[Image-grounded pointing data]
□ □ □
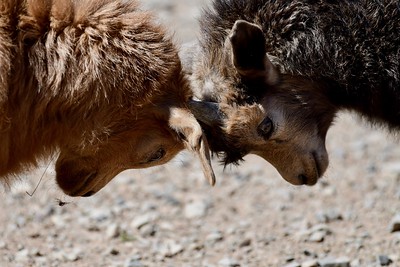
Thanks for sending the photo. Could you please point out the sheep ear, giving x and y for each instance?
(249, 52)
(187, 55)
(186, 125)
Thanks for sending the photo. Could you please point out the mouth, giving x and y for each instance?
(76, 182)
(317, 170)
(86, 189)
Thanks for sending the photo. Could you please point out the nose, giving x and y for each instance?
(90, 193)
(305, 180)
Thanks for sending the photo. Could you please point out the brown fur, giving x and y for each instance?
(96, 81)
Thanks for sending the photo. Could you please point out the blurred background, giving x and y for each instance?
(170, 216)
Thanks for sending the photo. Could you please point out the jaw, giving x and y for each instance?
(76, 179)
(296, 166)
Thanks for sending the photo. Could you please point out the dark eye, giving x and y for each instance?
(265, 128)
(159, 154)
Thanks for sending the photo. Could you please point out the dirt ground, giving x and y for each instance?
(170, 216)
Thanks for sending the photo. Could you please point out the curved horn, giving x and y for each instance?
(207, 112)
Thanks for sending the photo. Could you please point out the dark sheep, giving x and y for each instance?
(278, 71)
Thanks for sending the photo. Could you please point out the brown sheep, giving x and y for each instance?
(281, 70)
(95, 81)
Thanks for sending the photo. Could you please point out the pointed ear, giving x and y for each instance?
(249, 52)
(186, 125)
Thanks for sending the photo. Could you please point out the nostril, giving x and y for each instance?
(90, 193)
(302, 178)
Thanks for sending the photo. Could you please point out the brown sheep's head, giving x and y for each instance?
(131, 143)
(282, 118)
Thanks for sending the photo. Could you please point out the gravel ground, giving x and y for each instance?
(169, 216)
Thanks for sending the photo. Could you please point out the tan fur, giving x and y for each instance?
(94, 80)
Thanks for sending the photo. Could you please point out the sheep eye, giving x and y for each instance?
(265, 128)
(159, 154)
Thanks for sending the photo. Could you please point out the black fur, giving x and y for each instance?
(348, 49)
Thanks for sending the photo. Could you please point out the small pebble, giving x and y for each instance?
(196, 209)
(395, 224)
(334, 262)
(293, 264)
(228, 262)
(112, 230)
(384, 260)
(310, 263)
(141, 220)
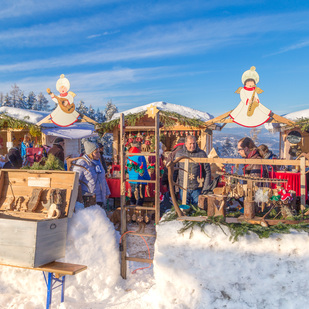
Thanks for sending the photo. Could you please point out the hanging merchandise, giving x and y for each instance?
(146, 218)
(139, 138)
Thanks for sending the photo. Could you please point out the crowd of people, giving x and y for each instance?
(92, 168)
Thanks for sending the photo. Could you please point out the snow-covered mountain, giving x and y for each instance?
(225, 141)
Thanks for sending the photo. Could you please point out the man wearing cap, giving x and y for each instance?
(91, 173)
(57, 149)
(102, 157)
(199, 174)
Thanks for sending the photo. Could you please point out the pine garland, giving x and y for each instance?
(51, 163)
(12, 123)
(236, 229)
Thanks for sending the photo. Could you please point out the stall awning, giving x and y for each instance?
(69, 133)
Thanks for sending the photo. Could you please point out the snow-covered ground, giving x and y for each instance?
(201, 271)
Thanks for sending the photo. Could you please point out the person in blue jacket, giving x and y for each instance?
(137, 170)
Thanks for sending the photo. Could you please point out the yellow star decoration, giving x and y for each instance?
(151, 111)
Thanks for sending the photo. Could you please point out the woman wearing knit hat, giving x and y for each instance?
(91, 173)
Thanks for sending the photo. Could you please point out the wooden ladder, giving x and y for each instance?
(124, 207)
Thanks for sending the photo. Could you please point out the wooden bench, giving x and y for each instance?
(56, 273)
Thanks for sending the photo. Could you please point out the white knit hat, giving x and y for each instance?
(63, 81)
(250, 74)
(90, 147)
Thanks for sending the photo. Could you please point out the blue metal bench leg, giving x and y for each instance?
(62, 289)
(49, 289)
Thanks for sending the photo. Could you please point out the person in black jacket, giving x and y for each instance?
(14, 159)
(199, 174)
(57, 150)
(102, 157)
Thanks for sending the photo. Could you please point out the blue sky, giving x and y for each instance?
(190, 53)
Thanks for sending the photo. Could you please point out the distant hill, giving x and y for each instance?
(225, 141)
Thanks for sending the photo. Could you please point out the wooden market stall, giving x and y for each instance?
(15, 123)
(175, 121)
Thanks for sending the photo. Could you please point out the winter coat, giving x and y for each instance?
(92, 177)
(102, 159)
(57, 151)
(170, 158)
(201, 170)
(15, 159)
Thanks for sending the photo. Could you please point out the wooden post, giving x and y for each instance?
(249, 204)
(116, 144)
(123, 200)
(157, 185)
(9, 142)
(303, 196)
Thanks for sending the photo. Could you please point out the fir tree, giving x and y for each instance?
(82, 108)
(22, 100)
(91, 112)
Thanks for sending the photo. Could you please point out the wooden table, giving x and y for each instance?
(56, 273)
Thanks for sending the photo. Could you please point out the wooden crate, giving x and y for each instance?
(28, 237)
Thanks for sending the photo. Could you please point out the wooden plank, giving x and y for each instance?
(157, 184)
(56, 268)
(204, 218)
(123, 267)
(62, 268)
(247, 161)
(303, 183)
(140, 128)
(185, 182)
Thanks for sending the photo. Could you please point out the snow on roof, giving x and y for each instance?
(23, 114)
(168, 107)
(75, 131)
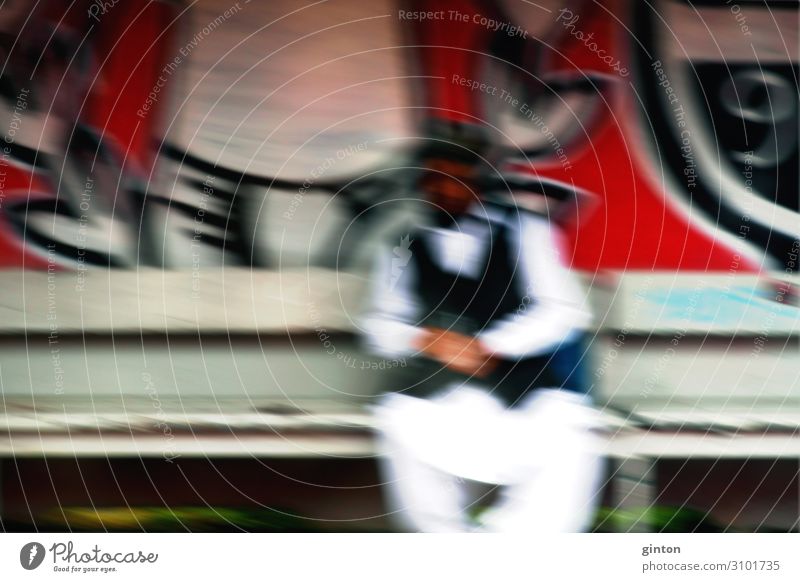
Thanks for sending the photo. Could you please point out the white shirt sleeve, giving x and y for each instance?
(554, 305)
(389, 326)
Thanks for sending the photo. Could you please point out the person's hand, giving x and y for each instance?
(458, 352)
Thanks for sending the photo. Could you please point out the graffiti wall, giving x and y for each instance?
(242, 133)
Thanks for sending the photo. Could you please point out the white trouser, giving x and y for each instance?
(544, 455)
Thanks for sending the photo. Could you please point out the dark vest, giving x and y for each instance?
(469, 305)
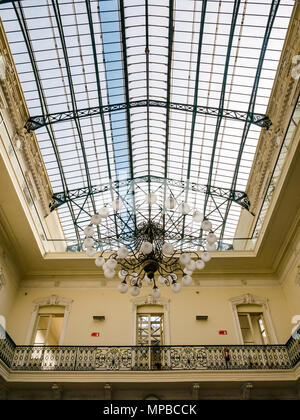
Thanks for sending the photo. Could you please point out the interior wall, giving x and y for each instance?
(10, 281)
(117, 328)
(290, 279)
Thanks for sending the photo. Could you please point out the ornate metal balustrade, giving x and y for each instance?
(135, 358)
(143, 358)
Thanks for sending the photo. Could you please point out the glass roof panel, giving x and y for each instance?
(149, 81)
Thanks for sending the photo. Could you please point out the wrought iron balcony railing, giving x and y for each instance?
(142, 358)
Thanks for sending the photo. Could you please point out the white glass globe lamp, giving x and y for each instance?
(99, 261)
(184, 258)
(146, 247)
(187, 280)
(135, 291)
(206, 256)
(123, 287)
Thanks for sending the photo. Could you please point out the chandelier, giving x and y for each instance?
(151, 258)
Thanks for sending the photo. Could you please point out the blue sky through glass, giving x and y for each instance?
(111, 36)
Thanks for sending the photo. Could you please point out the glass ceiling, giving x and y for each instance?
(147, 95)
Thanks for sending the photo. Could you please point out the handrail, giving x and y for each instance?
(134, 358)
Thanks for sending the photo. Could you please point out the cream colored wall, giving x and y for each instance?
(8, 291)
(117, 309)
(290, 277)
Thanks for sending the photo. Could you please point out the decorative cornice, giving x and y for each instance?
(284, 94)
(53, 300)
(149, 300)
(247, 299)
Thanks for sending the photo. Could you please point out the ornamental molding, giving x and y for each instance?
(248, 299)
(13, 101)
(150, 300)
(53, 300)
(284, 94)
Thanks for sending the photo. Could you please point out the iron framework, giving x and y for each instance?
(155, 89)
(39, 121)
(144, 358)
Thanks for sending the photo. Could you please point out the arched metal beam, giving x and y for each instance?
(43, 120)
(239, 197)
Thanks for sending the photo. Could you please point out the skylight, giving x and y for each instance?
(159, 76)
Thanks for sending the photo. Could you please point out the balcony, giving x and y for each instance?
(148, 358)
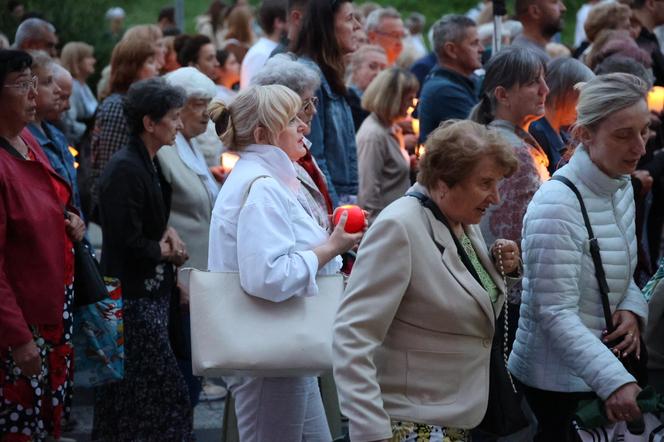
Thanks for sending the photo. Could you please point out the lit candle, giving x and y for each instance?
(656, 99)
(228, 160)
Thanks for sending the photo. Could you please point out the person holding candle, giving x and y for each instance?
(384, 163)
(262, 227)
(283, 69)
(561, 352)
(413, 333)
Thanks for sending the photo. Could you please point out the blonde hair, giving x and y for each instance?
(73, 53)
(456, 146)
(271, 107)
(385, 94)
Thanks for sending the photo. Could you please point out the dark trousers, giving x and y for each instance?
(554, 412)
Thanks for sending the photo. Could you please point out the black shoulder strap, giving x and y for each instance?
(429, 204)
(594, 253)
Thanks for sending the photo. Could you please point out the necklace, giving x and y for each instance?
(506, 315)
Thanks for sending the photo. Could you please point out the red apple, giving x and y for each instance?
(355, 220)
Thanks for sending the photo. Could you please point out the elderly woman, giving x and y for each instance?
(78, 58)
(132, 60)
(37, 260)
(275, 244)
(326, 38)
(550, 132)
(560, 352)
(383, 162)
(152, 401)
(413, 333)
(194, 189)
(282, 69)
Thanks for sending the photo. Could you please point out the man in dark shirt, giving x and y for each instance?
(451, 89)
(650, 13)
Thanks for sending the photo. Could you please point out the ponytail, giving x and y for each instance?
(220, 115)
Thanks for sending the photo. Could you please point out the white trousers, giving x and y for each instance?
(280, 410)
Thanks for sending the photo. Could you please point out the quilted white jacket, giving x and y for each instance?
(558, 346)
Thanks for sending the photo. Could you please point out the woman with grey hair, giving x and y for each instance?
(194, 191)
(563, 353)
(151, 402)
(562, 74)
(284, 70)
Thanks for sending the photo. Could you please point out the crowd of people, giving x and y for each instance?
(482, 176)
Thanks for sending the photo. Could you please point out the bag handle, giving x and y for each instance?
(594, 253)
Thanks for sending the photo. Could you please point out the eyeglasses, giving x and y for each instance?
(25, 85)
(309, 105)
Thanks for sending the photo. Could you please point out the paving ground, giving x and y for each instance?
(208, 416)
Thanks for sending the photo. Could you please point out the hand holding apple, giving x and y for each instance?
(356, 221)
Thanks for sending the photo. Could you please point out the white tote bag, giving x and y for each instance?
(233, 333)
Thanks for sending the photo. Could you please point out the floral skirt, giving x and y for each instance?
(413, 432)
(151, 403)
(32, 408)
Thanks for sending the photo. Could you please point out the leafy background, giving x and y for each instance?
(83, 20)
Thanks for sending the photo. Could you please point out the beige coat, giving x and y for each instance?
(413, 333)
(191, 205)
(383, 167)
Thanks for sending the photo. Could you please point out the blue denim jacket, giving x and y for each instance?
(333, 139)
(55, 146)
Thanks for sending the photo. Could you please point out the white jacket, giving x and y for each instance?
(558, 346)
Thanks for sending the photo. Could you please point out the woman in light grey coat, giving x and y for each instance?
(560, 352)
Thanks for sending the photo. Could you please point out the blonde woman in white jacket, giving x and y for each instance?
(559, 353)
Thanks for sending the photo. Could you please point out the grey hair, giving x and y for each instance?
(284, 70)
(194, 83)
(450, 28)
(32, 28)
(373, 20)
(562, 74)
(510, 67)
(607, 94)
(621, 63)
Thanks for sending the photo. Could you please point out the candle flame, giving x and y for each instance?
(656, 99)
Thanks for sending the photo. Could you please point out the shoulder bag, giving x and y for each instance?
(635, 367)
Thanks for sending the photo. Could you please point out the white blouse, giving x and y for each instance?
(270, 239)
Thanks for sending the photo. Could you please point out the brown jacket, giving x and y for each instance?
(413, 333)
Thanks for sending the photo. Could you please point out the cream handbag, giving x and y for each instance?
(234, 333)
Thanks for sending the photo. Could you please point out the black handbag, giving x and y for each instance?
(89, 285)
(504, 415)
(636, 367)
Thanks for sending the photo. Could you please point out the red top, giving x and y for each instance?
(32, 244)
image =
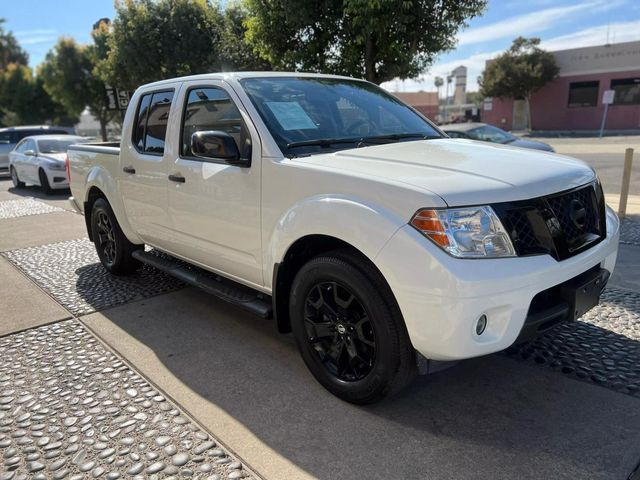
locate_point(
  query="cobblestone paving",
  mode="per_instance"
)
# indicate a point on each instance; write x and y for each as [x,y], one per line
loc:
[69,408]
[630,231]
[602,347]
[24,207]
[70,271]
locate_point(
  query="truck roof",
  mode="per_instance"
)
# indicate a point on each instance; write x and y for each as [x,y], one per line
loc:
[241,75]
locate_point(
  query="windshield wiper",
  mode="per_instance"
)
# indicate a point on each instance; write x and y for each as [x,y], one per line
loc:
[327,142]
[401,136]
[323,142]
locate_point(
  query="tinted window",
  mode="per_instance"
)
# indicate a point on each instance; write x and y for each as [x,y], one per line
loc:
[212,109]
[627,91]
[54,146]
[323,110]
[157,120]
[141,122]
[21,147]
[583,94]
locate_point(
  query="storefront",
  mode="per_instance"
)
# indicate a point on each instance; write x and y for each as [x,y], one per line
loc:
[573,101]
□ □ □
* WORK TO COMPLETE
When a line in the records above contains the word "query", copy it.

* ANSWER TO THE EXERCISE
  query="cobblestone paving",
  query="truck roof",
  query="windshield wiper",
  query="tinted window",
  query="storefront",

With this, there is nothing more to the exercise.